* Consigna del ejercicio
En el pasaje sobre el próximo gobierno de México, ¿en qué mes y año se inaugurará el nuevo gobierno?

* Pasaje
* * *

En términos llanos, una manera de plantear la oportunidad es preguntando: ¿cómo podemos pasar del régimen de los otros datos y “al diablo con sus instituciones” a un régimen caracterizado por una obsesión por el crecimiento y la construcción de un nuevo marco institucional con visión de futuro? Ambicioso, sin duda, pero las circunstancias en que será inaugurado el próximo gobierno podrían crear una oportunidad única para ello.

Después de un gobierno fuerte y polarizante llegará una presidenta -quienquiera que ella sea- en condiciones relativamente precarias. De materializarse las tendencias que hoy observamos, el país de octubre de 2024 (el momento de inauguración del nuevo gobierno) será muy distinto al de la narrativa presidencial de los últimos cinco años. En lugar de dineros abundantes para subsidiar a Pemex y nutrir a las clientelas morenistas, la presidenta se encontrará con un presupuesto agotado, un país enfrentado y un congreso muy diverso. Es decir, el mundo de AMLO habrá desaparecido y con ello la capacidad de imposición. La disyuntiva para la presidenta será muy simple: limitarse a tapar hoyos -puros parches- o negociar un nuevo esquema de relación política con el poder legislativo. Lo primero, la propensión natural de todos los gobiernos mexicanos, siempre es factible, pero el costo de seguir marginando a la mayoría de la población sería incremental. Por otro lado, será única la oportunidad de enfrentar, de manera concertada, problemas básicos de seguridad, federalismo y gobernanza, todos ellos clave para que todo el país comience a enfocarse hacia actividades de alta productividad, crecimiento, certeza y, en una palabra, futuro.

* * *

* Ítems

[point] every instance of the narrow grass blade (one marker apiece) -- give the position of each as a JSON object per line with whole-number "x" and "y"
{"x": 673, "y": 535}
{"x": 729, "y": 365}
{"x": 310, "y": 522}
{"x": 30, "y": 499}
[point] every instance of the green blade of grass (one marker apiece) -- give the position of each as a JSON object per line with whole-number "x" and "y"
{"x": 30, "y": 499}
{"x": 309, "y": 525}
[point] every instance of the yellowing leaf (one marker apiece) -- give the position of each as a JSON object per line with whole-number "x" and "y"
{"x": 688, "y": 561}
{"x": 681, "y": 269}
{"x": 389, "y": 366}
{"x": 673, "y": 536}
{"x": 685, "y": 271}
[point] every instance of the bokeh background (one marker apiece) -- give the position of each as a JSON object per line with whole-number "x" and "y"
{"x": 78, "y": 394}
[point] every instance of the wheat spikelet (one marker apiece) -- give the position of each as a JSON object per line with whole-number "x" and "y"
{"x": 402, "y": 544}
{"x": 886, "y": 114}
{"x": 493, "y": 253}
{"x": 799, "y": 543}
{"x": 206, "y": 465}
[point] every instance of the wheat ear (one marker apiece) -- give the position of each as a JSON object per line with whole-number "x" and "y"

* * *

* Respuesta del ejercicio
En octubre de 2024.